WORKING DATA:
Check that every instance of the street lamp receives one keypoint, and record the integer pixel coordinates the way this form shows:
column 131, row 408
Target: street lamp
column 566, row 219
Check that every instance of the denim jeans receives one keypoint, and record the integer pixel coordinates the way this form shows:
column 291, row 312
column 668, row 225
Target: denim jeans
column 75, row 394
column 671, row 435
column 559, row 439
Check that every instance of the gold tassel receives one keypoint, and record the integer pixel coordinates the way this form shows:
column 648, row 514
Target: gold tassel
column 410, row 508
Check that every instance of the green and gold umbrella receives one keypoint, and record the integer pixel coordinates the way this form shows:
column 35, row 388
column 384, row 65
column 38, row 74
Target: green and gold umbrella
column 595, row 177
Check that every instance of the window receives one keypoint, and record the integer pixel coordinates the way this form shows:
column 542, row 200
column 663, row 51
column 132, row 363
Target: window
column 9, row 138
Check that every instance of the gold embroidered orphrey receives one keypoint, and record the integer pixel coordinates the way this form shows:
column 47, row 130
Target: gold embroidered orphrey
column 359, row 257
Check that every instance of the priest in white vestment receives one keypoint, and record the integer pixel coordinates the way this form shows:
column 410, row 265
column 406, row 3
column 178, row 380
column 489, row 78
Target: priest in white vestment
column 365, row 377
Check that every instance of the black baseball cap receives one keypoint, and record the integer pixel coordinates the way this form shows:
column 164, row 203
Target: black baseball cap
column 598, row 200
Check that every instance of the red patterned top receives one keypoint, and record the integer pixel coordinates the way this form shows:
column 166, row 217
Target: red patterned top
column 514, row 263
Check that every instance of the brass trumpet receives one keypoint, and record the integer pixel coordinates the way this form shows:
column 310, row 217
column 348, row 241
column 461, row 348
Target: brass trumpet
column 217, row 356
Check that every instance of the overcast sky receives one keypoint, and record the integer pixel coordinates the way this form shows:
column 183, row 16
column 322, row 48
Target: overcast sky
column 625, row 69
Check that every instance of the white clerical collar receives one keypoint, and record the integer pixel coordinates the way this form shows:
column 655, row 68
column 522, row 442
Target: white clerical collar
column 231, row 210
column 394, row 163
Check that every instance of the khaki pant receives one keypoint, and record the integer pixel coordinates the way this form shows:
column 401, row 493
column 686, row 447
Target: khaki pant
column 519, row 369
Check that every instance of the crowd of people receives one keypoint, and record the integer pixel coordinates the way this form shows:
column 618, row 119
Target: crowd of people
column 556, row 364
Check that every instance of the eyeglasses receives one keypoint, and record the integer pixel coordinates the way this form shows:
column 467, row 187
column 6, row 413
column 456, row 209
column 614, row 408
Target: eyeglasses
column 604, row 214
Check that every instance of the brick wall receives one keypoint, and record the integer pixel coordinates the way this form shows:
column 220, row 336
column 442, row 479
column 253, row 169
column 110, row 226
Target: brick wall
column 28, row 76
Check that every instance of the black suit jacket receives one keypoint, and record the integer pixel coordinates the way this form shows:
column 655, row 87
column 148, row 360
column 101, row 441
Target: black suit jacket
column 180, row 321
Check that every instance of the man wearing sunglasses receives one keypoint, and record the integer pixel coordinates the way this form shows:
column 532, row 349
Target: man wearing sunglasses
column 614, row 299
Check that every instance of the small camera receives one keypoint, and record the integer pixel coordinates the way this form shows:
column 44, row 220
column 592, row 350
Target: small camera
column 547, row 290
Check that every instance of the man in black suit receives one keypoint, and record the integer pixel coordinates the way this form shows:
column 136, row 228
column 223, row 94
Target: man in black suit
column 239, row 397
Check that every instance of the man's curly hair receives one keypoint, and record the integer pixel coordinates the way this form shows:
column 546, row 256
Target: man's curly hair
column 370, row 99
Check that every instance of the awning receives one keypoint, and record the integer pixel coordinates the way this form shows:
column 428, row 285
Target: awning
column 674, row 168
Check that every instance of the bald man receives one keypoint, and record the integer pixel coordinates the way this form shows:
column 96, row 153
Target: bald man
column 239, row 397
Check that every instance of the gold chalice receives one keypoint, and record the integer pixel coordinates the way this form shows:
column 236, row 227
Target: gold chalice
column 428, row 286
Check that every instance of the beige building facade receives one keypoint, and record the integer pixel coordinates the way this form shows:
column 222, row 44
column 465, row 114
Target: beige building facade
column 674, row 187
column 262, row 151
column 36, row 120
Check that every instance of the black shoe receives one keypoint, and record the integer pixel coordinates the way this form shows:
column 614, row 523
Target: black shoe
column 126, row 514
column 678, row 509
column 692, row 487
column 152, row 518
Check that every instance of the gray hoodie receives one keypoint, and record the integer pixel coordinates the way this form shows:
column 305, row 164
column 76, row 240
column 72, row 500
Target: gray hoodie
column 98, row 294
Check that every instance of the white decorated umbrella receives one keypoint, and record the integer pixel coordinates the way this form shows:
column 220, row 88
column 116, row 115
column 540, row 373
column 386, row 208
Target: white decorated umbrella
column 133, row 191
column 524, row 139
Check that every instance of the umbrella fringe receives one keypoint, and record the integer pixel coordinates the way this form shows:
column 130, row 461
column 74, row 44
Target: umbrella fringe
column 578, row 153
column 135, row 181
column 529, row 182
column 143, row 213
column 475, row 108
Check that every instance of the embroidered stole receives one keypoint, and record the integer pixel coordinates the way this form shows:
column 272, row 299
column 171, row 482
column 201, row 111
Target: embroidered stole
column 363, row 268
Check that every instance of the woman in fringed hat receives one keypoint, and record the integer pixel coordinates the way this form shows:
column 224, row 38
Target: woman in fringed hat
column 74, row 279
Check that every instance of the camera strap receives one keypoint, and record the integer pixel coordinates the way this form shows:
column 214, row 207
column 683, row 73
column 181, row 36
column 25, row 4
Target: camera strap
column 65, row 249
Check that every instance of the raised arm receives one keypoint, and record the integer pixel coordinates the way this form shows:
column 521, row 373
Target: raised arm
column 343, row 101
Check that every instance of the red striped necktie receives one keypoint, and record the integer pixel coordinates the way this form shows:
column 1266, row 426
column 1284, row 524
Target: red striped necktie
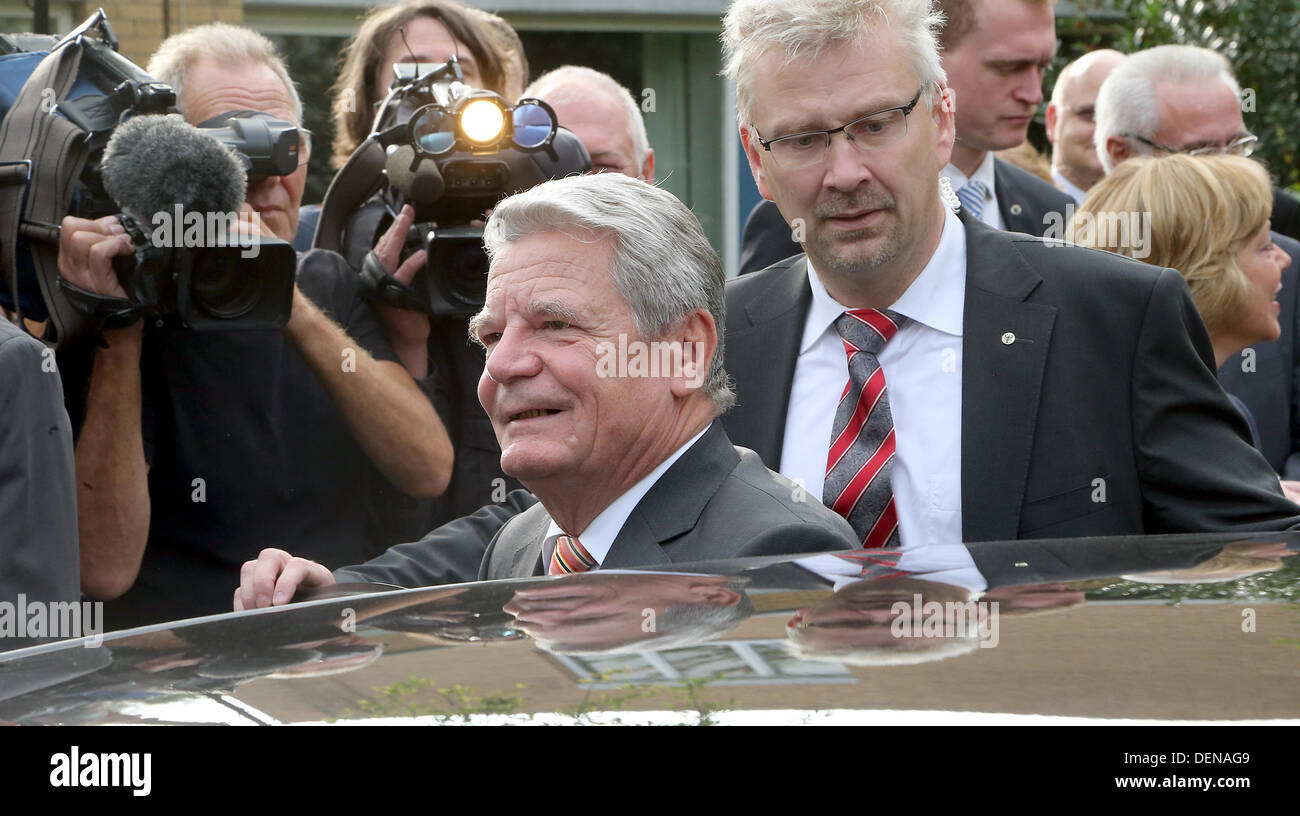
column 568, row 556
column 862, row 439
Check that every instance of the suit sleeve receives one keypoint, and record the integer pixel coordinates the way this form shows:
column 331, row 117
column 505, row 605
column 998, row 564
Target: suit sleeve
column 1197, row 469
column 450, row 554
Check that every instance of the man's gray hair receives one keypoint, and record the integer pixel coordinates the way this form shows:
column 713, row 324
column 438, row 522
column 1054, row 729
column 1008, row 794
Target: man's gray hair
column 564, row 85
column 663, row 265
column 226, row 44
column 804, row 27
column 1129, row 100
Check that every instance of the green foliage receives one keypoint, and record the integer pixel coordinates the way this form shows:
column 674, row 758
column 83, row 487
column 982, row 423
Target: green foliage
column 421, row 697
column 1261, row 38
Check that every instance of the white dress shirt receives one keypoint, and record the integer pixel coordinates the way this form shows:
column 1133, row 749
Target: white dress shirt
column 1067, row 187
column 598, row 535
column 923, row 376
column 992, row 213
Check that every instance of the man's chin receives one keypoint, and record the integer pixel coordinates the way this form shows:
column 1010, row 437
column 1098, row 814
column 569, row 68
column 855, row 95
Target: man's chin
column 277, row 222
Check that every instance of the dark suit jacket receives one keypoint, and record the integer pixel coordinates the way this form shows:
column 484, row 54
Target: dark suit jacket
column 1023, row 199
column 1269, row 383
column 1286, row 213
column 1109, row 377
column 715, row 502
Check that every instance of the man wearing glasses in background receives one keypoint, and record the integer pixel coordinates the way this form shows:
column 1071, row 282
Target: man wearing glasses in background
column 935, row 380
column 1182, row 99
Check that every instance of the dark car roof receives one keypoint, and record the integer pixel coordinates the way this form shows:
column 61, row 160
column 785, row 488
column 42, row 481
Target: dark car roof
column 1114, row 628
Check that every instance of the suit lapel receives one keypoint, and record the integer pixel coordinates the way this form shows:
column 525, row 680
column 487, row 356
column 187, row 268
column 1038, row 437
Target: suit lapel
column 516, row 550
column 1004, row 351
column 762, row 355
column 674, row 504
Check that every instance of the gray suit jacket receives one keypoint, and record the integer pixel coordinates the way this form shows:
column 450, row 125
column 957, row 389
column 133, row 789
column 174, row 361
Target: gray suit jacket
column 1109, row 377
column 38, row 491
column 715, row 502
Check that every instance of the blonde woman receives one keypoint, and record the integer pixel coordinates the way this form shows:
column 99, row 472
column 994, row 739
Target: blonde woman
column 1208, row 217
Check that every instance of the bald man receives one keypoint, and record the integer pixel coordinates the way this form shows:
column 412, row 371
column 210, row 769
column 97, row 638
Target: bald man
column 1075, row 166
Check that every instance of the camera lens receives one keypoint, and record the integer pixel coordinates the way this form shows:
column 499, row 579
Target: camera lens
column 225, row 286
column 533, row 125
column 466, row 269
column 433, row 131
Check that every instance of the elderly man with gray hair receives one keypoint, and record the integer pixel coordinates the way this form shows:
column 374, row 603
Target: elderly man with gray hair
column 1183, row 99
column 602, row 114
column 603, row 381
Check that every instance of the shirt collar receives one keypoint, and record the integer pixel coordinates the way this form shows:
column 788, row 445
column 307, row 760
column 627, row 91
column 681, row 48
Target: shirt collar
column 935, row 299
column 598, row 537
column 1069, row 187
column 984, row 173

PROBLEM REQUIREMENTS: Repeat the lines from the first one in the records through the line containing "column 166, row 217", exactly as written, and nothing else.

OUTPUT BELOW:
Check that every instance of the street lamp receives one keypoint, and record the integer pixel coordinates the way this form shows:
column 131, row 408
Target: street lamp
column 566, row 219
Check that every instance of the denim jeans receives one keypoint, and record the integer pixel coordinates the way this form shows:
column 291, row 312
column 668, row 225
Target: denim jeans
column 75, row 394
column 671, row 435
column 559, row 439
Check that every instance of the gold tassel receives one keypoint, and record the integer pixel coordinates the way this form shows:
column 648, row 514
Target: gold tassel
column 410, row 508
Check that every instance of the green and gold umbrella receives one keypoint, and record the integer pixel coordinates the way this form shows:
column 35, row 388
column 384, row 65
column 38, row 74
Target: green and gold umbrella
column 595, row 177
Check that every instance of the window receives one keypoint, and record the integer pixel coordinates the way this form shows:
column 542, row 200
column 663, row 51
column 132, row 363
Target: window
column 9, row 138
Check that every instance of the gold embroidered orphrey receives one keypoint, and record the integer pixel coordinates the way this form shows:
column 47, row 130
Target: gold embroidered orphrey
column 359, row 257
Check that every instance of the priest in white vestment receives one keypoint, and record the integer pixel coordinates the way this form shows:
column 410, row 265
column 406, row 3
column 178, row 380
column 489, row 78
Target: priest in white vestment
column 365, row 377
Check that every instance of the black baseball cap receives one keypoint, and record the integer pixel coordinates the way this form shows:
column 164, row 203
Target: black baseball cap
column 598, row 200
Check that every instance of the red patterned top receives one keypoint, and record the integer pixel coordinates the way this form shows:
column 166, row 217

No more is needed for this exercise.